TEXTE DU DOCUMENT:
------------------------------------------------
Genèse d'un instrument révolutionnaire

Genèse d'un instrument révolutionnaire

– Naissance en 2007. – Le contrat permettant d'anticiper une éventuelle incapacité future a été salué comme l'innovation la plus importante de la loi du 5 mars 2007. Néanmoins, il a fallu attendre 2009 pour que soient activés les premiers mandats de protection future.
– Un besoin ancestral… – Dans sa thèse soutenue devant l'Université de Montpellier le 24 novembre 2016, Mme Coll de Carrera voit en Homère le précurseur du mandat d'inaptitude. Dans L'Odyssée, Ulysse demande à ses matelots de l'attacher solidement au mât du navire, pour qu'il puisse écouter le chant irrésistible des sirènes. Mais, afin de ne point y succomber, il leur donne un ordre formel : « quand, ayant perdu la raison, je vous ordonnerai de me détacher, vous resserrerez mes liens ». Donner ses instructions d'avance pour parer aux conséquences d'une situation future, encore inexistante, telle est la raison d'être du mandat de protection future.
– … ignoré du Code civil. – Pourtant, sans l'affirmer avec autant de clarté qu'il le faisait à l'égard des pactes sur successions futures, le Code civil a longtemps nourri la même méfiance à l'égard de conventions écrites « à l'aveuglette », à une époque où l'on ignore de quoi sera fait l'avenir au cours duquel elles auront à prendre effet. Pourtant, la naissance d'un outil conventionnel anticipant les conséquences d'une incapacité non encore survenue était appelée par de nombreuses voix. D'abord par les sujets de droit eux-mêmes (qui parfois, avant son avènement, pensaient par erreur pouvoir loger cette anticipation au sein d'un testament). Mais aussi par l'ensemble des praticiens, désireux de pouvoir apporter leur plume et leur conseil à l'appui d'une demande récurrente.

Cinq fois sur le métier remettez votre ouvrage ! Le rôle du Congrès dans l'institution du mandat de protection future

L'institution d'un mandat d'inaptitude a été évoquée lors :
  • du 80e Congrès des notaires de France, Le notariat et les personnes protégées, Versailles, 1984, 3e commission, nos 160 et suivants ;
  • du 94e Congrès des notaires de France, Le contrat, Lyon 1998, 2e commission proposition no 4 ;
  • du 95e Congrès des notaires de France, Demain la famille, Marseille, 1999, 2e commission, nos 2149 et suivants ;
  • du 102e Congrès des notaires de France, Les personnes vulnérables, Strasbourg, 2006, 3e commission, nos 3094 et suivants.
------------------------------------------------
DONNÉES FOURNIES:
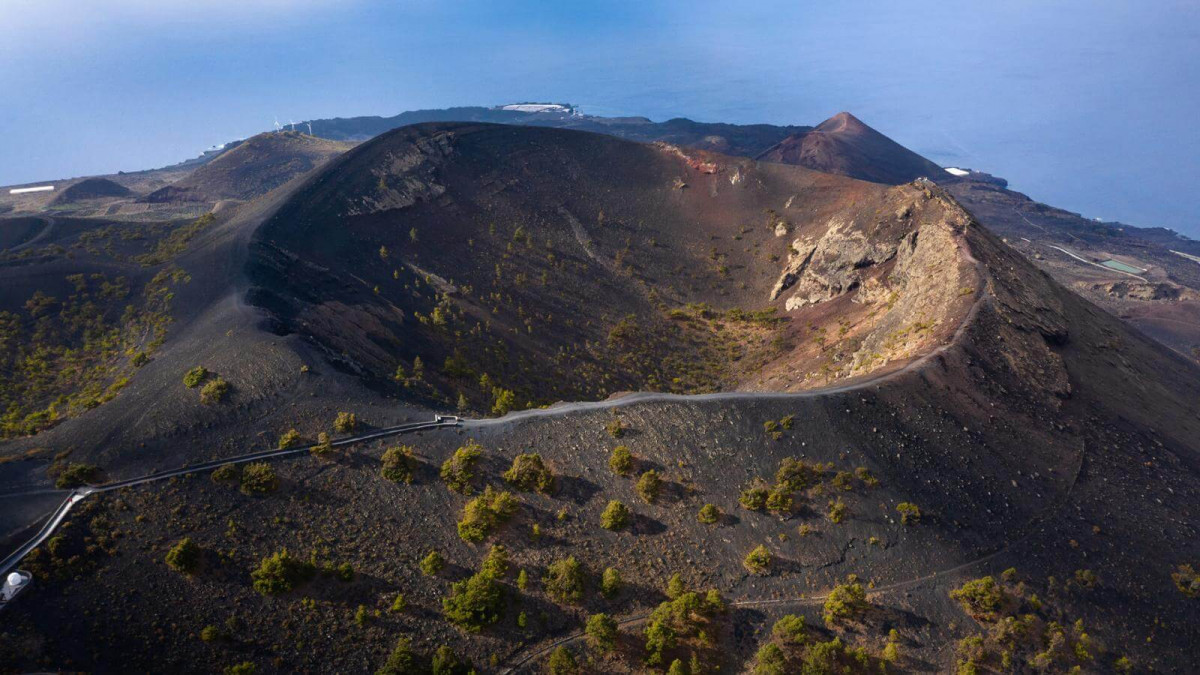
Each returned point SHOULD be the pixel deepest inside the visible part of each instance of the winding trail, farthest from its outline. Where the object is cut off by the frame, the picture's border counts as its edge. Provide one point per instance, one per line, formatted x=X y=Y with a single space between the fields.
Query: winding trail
x=79 y=494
------------------------------------------------
DÉFIS À RELEVER:
#1 Réécris le passage du texte sur le mandat de protection future qui va de « Cinq fois sur » jusqu'à « 3094 et suivants. », en remplaçant « Strasbourg » par « Nantes ».
#2 D'après le texte sur le mandat de protection future, pourquoi Ulysse demande-t-il à ses matelots de l'attacher solidement au mât du navire ? Réponds en une à trois phrases.
#3 Réponds aux questions suivantes à partir du texte sur le mandat de protection future :
(a) En quelle année les premiers mandats de protection future ont-ils été activés ?
(b) Dans quelle ville s'est tenu le 95e Congrès des notaires de France ?
(c) Quel était le thème du 80e Congrès des notaires de France ?
Les données proviennent d'une autre source.

RÉPONSES CI-DESSOUS:
#1
Cinq fois sur le métier remettez votre ouvrage ! Le rôle du Congrès dans l'institution du mandat de protection future

L'institution d'un mandat d'inaptitude a été évoquée lors :
  • du 80e Congrès des notaires de France, Le notariat et les personnes protégées, Versailles, 1984, 3e commission, nos 160 et suivants ;
  • du 94e Congrès des notaires de France, Le contrat, Lyon 1998, 2e commission proposition no 4 ;
  • du 95e Congrès des notaires de France, Demain la famille, Marseille, 1999, 2e commission, nos 2149 et suivants ;
  • du 102e Congrès des notaires de France, Les personnes vulnérables, Nantes, 2006, 3e commission, nos 3094 et suivants.

#2 Ulysse veut écouter le chant irrésistible des sirènes sans y succomber. Il se fait donc attacher au mât. Il ordonne aussi à ses matelots de resserrer ses liens si, ayant perdu la raison, il leur demande de le détacher.

#3
(a) En 2009.
(b) À Marseille.
(c) Le notariat et les personnes protégées.